• **Passage provided**:
--------------------

Christians may understand this to be a way of saying that God has made self-offering love and justice in the death and resurrection of Christ to be the ultimate reality. All other attempts at finding full life through pursuing self-interest are laughable and doomed to fail.

Psalm 3
Because of God’s protection, I have nothing to fear.

1 Kings 1: 5-31                            What’s Kings about?
When David is very old, his son Adonijah is plotting to make himself king, but Bathsheba, David’s wife, insists that her son Solomon had been selected by David to be the next king. David agrees. God’s plan for another great king has not been thwarted.

Mark 13: 14-27                            What’s Mark about?

--------------------

Entries from a data source
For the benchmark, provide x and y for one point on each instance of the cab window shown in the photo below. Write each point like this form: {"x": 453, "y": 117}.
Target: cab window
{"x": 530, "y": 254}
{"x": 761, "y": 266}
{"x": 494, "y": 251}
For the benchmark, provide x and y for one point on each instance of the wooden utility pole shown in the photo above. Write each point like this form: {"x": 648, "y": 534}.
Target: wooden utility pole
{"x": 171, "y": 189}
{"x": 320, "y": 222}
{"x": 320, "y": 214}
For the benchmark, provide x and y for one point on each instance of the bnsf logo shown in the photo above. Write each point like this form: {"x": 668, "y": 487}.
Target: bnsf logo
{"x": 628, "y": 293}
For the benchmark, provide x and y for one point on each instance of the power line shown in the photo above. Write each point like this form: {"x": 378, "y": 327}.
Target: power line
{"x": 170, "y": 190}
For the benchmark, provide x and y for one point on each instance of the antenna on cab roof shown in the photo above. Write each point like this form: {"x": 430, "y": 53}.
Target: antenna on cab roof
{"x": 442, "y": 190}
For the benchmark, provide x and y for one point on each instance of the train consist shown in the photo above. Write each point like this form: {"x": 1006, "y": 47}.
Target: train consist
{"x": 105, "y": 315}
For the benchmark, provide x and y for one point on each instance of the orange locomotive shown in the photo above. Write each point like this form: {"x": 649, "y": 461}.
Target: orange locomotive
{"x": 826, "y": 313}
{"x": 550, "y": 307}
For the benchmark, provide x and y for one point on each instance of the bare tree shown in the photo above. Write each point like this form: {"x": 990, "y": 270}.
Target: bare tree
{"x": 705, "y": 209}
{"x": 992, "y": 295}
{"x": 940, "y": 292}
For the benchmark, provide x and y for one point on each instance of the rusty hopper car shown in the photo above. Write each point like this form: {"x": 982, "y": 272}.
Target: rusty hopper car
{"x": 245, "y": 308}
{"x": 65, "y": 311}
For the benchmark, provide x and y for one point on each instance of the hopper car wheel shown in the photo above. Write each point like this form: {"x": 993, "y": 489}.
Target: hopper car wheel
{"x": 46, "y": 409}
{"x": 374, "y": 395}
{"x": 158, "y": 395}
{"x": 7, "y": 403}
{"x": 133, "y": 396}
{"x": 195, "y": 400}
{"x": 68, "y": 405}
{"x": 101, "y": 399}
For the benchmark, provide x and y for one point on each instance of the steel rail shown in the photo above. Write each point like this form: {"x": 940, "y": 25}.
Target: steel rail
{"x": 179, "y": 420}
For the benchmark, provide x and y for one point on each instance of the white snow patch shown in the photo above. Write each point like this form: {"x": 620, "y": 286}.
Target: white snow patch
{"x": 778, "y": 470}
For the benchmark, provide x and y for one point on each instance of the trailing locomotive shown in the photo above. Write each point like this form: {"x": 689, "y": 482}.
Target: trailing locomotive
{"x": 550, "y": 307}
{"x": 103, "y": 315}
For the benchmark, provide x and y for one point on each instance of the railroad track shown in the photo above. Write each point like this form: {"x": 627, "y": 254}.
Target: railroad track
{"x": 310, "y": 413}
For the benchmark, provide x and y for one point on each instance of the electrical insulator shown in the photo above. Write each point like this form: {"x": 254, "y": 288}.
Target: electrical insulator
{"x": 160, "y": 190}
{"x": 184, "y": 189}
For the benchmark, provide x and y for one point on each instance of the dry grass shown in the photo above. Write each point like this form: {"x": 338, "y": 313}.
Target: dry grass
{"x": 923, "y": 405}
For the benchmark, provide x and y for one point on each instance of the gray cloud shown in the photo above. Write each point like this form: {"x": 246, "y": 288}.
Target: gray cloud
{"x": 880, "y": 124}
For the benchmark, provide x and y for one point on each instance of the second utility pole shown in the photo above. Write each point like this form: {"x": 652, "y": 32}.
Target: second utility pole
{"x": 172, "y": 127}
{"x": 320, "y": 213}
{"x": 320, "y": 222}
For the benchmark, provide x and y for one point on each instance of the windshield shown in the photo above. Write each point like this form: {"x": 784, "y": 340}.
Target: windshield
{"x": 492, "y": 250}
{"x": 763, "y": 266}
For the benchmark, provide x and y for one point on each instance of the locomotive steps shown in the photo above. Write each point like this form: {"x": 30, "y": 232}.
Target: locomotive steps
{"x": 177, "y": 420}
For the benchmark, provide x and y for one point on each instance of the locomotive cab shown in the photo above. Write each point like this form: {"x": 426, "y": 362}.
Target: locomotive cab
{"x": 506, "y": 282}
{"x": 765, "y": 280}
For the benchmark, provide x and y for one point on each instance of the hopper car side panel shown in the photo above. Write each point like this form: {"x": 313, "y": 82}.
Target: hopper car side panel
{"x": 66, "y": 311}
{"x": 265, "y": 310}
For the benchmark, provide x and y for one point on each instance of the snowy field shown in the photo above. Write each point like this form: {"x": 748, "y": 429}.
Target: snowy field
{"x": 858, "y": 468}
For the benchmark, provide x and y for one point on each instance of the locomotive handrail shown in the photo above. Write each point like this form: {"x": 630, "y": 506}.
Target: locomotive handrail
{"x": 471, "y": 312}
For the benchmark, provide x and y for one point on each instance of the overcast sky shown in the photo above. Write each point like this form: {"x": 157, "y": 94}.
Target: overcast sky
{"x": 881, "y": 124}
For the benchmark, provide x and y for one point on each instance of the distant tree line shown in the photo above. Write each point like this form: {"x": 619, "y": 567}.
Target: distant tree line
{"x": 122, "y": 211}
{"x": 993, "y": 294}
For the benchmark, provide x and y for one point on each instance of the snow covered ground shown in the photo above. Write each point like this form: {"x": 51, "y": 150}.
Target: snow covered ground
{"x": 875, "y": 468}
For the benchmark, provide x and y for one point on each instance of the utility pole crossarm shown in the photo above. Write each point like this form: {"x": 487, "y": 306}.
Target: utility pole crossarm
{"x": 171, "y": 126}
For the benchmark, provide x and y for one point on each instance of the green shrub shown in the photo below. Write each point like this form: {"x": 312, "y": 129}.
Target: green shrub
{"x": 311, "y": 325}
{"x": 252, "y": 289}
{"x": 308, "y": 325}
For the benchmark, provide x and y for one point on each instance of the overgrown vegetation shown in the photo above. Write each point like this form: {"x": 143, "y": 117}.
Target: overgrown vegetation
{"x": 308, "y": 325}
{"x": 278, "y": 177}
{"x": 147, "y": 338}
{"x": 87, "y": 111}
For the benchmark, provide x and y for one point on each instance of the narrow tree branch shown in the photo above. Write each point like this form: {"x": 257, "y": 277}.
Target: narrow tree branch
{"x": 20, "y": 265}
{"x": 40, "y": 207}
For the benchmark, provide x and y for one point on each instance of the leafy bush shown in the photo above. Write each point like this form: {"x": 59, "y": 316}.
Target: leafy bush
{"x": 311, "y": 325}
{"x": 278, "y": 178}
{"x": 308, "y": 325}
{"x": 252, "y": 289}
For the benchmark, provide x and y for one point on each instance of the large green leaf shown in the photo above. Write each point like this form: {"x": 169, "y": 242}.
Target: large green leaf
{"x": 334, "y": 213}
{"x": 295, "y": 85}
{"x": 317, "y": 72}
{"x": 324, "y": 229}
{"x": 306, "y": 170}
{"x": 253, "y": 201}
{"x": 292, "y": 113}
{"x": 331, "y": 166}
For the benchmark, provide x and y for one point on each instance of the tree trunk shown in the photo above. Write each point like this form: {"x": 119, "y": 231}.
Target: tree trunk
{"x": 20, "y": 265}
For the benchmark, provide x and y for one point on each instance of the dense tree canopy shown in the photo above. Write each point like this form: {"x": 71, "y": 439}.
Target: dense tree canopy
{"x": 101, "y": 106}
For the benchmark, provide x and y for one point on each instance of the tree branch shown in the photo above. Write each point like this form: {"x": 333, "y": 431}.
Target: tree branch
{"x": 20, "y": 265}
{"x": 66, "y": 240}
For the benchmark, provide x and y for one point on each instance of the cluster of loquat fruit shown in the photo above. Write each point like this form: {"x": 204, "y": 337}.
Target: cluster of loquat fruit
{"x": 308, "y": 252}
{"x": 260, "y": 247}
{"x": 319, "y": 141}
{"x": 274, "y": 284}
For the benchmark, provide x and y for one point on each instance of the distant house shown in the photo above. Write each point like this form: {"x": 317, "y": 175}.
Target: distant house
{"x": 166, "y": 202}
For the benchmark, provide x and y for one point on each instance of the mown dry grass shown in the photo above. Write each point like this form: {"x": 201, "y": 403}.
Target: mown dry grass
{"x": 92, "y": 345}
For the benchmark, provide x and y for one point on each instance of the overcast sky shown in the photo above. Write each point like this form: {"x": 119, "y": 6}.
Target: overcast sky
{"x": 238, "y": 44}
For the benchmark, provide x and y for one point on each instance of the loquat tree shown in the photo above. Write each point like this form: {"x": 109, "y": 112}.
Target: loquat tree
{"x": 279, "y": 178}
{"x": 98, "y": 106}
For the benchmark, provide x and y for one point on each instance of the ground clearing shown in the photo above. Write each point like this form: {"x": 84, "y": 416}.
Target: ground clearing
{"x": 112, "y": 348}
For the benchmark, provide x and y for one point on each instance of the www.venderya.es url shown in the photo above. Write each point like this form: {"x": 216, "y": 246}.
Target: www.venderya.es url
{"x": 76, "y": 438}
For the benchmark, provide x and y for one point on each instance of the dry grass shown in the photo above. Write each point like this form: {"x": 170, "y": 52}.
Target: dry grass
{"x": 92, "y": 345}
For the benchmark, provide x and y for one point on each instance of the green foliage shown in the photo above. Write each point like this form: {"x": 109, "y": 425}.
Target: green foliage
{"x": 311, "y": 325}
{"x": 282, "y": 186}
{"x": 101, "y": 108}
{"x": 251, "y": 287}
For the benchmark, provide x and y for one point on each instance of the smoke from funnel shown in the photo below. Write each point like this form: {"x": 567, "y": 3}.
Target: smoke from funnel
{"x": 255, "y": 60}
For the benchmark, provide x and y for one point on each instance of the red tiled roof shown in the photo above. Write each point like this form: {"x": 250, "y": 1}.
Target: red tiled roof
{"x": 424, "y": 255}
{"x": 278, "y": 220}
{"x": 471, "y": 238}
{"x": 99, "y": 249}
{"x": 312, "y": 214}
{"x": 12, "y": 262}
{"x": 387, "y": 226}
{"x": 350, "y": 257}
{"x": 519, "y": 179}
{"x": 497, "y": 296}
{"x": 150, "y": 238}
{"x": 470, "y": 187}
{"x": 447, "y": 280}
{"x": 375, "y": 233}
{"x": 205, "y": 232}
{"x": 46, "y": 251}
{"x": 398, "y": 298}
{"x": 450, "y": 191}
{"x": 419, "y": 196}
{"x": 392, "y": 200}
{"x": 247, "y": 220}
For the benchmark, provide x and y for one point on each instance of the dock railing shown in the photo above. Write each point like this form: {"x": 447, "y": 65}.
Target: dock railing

--------------------

• **List of tasks**:
a – Render this sentence from the passage on Bible readings in Spanish: "Because of God’s protection, I have nothing to fear."
b – Filter the entries and copy each line that contains the word "electrical".
The passage and the entries are unrelated to each other.

• **Correct answers**:
a – Gracias a la protección de Dios, no tengo nada que temer.

b –
For the benchmark, provide x and y for one point on each instance of the electrical insulator shown in the photo above. Write each point like this form: {"x": 254, "y": 288}.
Target: electrical insulator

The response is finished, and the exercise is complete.